** Opening Given records block **

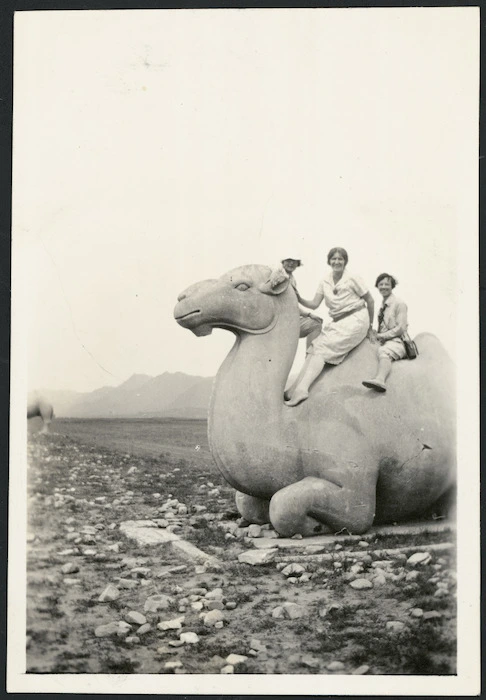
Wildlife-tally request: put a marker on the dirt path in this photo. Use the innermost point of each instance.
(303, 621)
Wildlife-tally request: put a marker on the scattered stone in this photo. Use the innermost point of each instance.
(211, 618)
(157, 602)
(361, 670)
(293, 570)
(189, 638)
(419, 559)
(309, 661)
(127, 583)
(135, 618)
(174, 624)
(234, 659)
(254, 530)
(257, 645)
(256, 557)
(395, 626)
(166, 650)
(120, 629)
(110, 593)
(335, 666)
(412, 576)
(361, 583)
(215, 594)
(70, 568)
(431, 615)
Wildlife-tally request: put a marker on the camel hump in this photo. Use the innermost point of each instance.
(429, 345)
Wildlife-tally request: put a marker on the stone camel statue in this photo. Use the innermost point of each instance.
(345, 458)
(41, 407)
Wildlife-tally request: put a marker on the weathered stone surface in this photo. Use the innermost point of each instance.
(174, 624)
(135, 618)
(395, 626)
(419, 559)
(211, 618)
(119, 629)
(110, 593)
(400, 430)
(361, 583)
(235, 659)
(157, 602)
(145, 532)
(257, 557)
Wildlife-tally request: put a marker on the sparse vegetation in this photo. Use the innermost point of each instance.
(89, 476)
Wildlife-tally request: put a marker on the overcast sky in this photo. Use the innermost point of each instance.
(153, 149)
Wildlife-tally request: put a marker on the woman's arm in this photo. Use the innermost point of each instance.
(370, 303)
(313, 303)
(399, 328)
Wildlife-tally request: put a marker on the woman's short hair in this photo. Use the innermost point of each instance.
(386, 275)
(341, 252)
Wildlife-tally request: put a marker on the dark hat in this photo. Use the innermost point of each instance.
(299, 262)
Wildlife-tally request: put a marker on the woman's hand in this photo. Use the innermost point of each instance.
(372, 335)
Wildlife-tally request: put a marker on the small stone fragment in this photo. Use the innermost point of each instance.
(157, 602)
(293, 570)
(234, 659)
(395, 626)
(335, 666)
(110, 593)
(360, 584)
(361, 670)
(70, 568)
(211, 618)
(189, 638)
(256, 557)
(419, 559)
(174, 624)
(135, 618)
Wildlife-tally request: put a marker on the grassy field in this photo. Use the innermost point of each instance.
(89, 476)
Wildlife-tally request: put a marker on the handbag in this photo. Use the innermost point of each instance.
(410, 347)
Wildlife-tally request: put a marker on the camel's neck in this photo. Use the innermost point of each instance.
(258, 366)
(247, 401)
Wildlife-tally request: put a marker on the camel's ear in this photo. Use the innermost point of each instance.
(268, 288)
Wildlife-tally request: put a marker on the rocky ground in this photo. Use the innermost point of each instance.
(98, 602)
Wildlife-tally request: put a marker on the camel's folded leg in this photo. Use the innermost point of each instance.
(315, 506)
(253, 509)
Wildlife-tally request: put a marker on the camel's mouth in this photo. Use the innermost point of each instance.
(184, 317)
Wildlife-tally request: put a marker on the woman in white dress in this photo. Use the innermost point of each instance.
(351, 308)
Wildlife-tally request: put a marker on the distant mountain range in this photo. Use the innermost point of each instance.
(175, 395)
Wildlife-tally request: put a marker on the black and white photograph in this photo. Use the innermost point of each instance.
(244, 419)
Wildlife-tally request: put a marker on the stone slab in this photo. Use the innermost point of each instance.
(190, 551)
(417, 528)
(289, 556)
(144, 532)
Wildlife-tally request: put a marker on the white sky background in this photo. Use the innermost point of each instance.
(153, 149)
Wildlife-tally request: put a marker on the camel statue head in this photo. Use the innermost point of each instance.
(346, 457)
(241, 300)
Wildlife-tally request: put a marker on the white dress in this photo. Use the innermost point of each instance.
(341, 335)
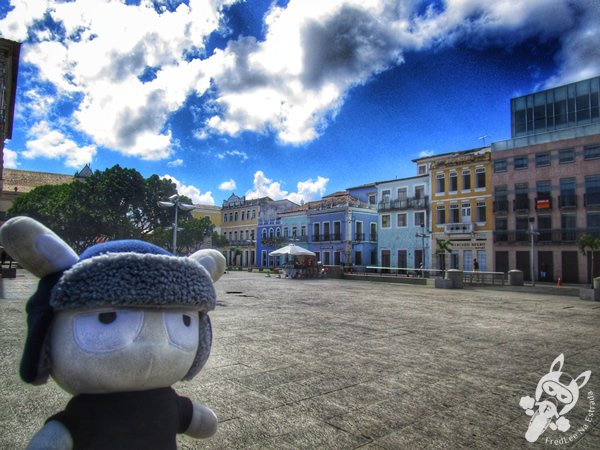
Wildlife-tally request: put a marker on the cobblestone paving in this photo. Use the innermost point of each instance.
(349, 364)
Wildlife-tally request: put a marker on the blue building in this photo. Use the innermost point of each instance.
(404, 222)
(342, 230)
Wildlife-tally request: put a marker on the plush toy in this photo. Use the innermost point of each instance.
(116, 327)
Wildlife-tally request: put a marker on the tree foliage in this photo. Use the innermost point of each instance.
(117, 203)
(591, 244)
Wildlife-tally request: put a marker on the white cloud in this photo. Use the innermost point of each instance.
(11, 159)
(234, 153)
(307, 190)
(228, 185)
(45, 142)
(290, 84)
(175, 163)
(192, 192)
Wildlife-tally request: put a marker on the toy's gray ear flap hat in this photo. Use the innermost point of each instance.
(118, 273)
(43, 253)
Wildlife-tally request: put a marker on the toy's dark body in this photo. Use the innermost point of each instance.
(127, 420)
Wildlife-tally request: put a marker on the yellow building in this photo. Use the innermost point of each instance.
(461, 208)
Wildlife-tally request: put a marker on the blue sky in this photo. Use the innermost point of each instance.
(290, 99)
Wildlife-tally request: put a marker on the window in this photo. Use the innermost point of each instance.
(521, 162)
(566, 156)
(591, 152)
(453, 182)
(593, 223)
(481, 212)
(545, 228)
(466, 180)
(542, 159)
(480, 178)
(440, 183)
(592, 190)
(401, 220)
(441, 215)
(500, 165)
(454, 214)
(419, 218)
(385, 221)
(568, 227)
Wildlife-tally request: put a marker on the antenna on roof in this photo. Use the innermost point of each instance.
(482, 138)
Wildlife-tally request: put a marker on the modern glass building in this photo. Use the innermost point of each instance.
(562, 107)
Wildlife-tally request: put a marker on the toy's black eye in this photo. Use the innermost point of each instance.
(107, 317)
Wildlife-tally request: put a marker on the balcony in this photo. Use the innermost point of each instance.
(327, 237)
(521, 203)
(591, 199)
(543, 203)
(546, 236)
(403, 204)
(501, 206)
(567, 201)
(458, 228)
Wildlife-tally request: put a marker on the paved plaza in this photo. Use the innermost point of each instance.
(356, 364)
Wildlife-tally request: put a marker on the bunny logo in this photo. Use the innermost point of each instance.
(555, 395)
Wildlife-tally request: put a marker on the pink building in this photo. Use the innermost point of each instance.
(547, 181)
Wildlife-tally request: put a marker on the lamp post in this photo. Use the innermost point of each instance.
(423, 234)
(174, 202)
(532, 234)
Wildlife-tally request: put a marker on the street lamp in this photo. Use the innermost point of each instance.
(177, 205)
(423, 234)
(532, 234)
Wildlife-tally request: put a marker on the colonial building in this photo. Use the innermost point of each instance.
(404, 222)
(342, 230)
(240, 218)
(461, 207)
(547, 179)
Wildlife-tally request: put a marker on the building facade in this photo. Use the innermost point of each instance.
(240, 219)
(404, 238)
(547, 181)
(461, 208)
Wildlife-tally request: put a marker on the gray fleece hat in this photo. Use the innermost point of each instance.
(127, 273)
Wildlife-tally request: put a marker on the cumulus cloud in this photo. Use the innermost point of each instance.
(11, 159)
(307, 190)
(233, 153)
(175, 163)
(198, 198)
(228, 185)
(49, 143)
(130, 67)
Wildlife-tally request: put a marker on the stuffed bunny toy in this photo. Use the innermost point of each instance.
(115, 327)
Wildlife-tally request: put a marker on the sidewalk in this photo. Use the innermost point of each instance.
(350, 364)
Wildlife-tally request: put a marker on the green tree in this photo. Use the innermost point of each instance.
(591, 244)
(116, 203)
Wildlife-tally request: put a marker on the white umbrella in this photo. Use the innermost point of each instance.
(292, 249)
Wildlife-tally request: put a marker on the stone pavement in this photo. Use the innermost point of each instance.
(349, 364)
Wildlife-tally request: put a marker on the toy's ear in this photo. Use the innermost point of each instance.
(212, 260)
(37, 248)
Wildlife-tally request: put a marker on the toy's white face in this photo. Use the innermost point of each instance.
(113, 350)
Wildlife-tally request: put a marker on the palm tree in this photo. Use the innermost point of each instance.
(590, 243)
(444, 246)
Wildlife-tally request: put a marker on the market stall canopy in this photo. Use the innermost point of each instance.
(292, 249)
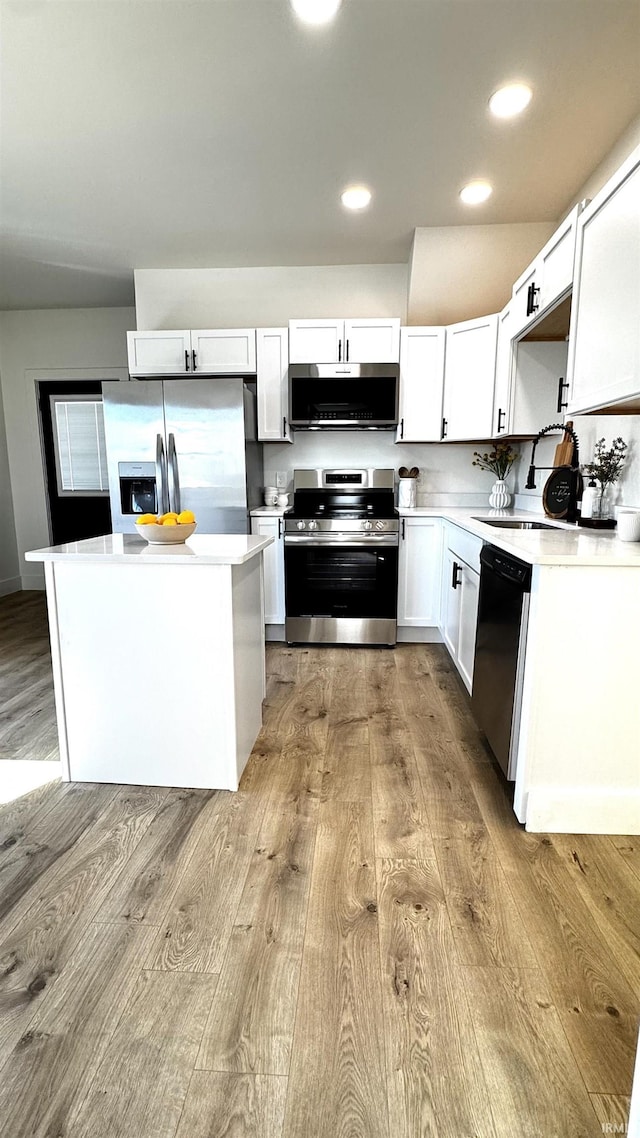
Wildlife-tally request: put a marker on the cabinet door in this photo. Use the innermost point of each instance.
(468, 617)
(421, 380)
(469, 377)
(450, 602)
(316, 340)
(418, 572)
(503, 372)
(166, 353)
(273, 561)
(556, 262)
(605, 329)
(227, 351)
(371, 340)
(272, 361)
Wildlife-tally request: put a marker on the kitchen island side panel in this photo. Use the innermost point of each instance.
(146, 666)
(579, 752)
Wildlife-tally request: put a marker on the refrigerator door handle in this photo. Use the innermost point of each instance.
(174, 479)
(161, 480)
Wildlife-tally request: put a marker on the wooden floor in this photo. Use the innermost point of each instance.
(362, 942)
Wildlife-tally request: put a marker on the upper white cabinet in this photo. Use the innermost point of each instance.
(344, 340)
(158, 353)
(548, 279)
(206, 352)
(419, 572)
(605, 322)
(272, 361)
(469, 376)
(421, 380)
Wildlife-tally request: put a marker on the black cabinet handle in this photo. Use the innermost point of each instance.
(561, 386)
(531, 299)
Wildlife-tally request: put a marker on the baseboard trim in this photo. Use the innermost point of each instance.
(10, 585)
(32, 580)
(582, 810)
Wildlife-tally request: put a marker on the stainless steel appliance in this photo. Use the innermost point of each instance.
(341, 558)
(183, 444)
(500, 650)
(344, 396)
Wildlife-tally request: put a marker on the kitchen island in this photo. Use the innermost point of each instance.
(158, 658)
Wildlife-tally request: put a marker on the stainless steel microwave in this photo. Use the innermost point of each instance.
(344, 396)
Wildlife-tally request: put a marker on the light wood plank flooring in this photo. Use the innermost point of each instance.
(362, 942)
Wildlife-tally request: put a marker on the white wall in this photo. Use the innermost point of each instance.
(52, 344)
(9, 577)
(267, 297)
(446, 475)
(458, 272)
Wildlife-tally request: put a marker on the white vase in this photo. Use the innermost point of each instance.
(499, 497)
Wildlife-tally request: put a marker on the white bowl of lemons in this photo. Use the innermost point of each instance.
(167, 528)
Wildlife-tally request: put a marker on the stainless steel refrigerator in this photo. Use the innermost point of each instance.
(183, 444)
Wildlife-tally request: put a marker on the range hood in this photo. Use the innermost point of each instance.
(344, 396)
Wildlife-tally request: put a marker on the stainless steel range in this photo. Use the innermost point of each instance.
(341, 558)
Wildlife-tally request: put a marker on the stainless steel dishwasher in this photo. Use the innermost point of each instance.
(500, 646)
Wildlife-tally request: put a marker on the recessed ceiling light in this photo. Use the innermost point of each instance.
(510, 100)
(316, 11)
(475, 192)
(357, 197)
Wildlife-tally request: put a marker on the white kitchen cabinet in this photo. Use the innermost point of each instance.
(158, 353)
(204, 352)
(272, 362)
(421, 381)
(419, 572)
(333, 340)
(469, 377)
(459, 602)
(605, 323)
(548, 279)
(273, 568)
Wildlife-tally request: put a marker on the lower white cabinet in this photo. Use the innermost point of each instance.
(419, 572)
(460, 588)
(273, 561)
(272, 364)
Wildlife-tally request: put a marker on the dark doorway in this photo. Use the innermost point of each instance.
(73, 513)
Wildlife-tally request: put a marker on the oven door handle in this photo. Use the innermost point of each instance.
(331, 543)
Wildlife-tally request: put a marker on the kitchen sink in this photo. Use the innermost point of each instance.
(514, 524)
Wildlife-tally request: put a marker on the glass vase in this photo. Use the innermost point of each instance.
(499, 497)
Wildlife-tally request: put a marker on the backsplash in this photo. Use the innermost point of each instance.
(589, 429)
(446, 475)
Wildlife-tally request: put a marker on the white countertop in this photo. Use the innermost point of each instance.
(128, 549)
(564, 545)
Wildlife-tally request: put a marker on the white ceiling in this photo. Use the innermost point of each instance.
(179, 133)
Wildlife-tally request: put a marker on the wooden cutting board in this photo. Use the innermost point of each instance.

** Closing Given records block **

== Activity ==
All lines from the one that contains "Wildlife-tally request: put a marker on the white ceiling" to the end of the records above are to be copied exactly; leave out the rest.

== Task answer ==
Wildlife-tally request: put a marker on the white ceiling in this photo. Use the innermost point of each instance.
(179, 133)
Wildlife-tally request: put a marker on the wooden cutting board in this photo. Use the innermost point of each instance.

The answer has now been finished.